What you need to do: Output every row from the line containing "Target: grass lawn" down to the line containing "627], [551, 648]]", both included, as a JSON list of strings with one string per line and blank lines skipped.

(Region segmentation data)

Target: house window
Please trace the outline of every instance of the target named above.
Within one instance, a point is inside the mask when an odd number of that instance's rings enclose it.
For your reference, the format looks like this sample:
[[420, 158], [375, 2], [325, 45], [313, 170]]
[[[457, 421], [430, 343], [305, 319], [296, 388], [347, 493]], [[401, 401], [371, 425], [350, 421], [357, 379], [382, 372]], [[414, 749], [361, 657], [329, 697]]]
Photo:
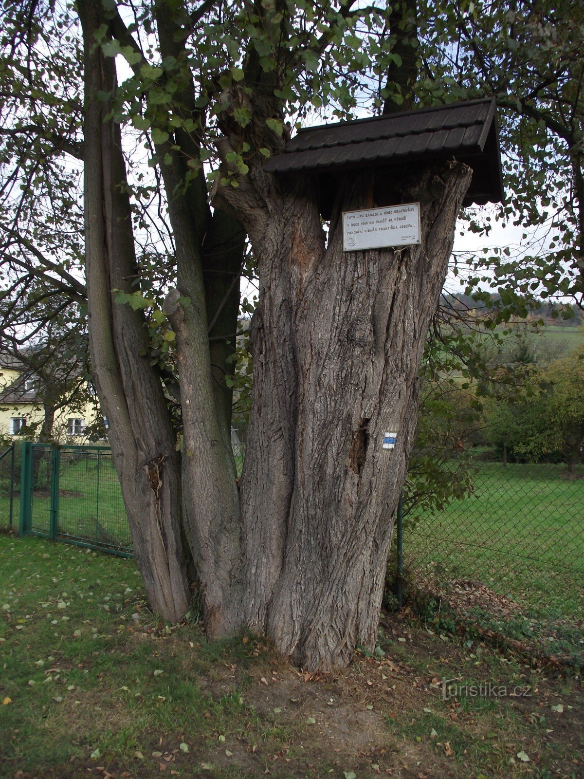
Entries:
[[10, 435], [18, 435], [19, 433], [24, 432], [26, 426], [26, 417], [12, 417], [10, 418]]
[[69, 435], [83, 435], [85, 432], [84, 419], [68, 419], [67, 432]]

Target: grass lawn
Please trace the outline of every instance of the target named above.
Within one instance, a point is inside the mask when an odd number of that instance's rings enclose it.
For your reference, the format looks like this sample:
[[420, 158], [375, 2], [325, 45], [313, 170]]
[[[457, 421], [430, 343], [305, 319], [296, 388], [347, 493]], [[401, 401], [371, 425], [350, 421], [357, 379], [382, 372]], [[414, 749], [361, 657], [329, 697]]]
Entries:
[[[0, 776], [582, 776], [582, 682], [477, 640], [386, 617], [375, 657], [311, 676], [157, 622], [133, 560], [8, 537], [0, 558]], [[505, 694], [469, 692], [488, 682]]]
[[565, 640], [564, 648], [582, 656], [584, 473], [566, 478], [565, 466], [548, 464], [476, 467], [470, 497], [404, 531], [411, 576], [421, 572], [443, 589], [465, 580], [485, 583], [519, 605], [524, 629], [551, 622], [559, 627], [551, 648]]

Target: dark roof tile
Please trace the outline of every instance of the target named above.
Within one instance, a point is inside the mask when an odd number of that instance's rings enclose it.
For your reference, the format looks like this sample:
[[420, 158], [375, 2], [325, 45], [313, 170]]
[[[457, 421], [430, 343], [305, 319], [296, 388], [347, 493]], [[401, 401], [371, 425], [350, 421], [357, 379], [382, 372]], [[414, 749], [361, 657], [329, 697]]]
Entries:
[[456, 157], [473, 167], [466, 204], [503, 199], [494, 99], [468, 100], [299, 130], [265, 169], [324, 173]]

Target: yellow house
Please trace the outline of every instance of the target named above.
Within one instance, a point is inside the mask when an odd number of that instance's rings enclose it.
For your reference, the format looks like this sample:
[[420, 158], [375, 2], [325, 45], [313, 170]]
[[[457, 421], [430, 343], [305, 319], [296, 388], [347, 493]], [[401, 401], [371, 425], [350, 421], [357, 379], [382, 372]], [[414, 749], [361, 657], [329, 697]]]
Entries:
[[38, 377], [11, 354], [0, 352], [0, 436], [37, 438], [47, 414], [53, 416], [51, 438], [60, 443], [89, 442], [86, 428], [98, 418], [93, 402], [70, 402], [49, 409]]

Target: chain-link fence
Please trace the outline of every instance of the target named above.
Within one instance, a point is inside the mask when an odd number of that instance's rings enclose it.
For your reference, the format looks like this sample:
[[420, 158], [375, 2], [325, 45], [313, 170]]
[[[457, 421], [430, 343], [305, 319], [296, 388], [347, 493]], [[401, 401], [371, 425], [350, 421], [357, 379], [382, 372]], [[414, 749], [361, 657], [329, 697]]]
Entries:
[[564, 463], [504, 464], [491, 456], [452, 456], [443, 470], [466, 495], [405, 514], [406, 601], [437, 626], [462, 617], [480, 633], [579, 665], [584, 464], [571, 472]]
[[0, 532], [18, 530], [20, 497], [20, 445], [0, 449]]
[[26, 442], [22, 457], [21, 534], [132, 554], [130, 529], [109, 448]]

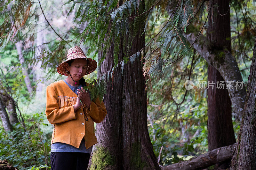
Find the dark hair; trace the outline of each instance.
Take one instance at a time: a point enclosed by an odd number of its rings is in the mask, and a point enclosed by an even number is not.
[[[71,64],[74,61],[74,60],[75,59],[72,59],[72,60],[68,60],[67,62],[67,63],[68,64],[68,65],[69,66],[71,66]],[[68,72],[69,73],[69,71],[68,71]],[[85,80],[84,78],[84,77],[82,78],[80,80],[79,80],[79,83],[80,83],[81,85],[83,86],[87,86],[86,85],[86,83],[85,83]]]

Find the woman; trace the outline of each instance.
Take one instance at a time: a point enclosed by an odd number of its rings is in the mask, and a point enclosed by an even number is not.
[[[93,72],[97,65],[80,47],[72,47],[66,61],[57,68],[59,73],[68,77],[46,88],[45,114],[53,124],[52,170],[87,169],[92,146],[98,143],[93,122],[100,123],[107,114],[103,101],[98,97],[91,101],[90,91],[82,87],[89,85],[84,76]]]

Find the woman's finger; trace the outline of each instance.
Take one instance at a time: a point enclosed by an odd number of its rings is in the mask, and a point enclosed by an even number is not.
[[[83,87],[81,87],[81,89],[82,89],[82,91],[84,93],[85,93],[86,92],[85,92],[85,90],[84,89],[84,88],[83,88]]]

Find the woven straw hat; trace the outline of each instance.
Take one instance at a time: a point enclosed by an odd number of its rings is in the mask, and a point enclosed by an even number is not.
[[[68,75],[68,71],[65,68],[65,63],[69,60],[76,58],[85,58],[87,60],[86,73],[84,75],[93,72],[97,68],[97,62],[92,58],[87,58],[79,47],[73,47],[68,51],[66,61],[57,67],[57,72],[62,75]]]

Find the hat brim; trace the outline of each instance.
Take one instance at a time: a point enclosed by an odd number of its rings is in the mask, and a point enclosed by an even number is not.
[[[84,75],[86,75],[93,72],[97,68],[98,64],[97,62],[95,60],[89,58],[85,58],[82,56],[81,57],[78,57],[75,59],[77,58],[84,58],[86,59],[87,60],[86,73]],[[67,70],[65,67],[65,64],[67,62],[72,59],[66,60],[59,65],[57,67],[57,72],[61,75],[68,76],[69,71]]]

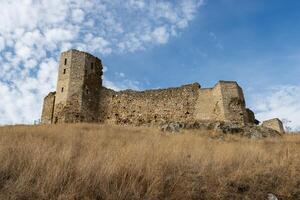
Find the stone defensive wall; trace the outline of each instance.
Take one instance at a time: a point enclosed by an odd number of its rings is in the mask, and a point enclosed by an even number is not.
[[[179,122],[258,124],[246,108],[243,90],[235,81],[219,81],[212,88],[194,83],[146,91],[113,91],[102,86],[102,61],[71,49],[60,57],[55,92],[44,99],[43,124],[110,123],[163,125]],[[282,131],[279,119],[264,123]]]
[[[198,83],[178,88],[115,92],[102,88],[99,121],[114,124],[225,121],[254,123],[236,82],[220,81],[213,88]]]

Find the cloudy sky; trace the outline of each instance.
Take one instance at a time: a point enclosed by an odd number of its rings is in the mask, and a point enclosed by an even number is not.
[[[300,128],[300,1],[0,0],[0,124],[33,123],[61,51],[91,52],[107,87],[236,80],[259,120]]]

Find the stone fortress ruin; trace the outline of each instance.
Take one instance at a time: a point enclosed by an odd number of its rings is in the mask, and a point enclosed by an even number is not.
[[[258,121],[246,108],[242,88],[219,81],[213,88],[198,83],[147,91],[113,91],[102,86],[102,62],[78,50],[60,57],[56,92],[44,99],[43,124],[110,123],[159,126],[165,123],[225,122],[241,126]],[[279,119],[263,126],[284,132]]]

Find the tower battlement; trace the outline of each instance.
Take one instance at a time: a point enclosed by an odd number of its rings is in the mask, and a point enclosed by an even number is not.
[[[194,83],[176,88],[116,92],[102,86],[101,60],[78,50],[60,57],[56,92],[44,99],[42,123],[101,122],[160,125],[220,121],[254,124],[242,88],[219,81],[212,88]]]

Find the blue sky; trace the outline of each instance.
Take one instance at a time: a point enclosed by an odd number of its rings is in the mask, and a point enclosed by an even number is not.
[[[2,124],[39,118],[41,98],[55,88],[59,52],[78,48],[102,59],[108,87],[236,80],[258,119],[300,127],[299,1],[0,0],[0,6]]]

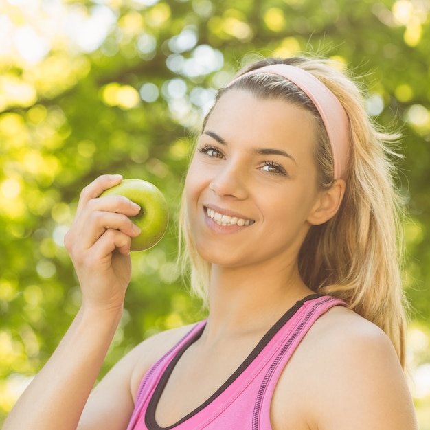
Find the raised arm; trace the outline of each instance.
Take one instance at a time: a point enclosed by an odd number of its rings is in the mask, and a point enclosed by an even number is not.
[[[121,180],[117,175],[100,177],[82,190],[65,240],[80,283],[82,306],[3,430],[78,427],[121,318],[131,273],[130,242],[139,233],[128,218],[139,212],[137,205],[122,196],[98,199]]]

Result for this exercise:
[
  "Target: grass lawn",
  "Please trace the outline of every instance of the target named above.",
  "Within one instance, a point is inside the mask when an odd number of that instance's rings enclose it.",
  "For your reference, the format looks like this sample:",
  "[[420, 158], [375, 2], [325, 45], [313, 170]]",
  "[[[457, 421], [430, 343], [305, 319], [296, 388], [347, 493]], [[401, 401], [371, 425], [350, 421], [357, 379], [382, 372]], [[414, 749], [361, 657], [329, 697]]]",
  "Entries:",
  "[[[0, 776], [582, 776], [582, 682], [477, 640], [386, 617], [375, 657], [311, 676], [157, 622], [133, 560], [8, 537], [0, 558]], [[505, 694], [469, 692], [488, 682]]]",
  "[[565, 640], [564, 648], [582, 656], [584, 473], [566, 478], [565, 466], [548, 464], [476, 467], [470, 497], [404, 531], [411, 576], [421, 572], [443, 589], [465, 580], [485, 583], [519, 605], [524, 629], [551, 622], [559, 627], [551, 648]]"
]